* [OBJECTIVE]: Count the lines in the listing below that contain the string "rocky", where case counts, and reply with that number alone.

##### MATERIAL FOR THE TASK #####

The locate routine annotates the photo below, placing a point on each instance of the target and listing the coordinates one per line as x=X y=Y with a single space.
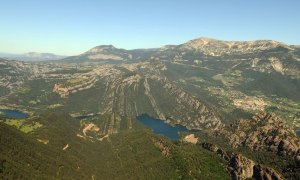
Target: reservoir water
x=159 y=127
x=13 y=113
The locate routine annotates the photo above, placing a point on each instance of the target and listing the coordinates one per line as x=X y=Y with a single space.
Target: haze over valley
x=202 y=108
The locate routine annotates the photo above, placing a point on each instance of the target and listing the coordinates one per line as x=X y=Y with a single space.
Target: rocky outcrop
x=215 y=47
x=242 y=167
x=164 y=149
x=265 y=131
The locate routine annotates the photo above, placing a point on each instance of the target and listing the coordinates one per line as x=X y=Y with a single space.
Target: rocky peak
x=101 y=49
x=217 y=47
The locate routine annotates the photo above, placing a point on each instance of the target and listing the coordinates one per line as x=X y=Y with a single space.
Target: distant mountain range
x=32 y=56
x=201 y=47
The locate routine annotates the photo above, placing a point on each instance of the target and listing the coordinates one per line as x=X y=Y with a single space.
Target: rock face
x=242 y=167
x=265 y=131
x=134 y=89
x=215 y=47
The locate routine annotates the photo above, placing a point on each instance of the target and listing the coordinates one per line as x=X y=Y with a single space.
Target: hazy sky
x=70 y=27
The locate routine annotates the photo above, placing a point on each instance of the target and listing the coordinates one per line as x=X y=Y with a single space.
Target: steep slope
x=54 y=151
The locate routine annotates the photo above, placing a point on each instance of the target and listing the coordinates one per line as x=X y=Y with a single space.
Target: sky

#####
##### MATERIAL FOR THE TASK #####

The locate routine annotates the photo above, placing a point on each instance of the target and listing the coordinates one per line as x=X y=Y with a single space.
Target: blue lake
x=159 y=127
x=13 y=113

#####
##### MATERIAL FOR THE TASK #####

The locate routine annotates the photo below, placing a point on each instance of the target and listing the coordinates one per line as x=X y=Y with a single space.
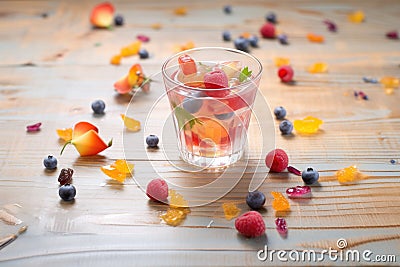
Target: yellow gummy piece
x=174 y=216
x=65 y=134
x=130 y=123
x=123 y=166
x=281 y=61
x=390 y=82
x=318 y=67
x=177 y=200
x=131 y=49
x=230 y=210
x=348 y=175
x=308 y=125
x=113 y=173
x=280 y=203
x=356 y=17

#####

* [CORRECT OUTPUT]: 2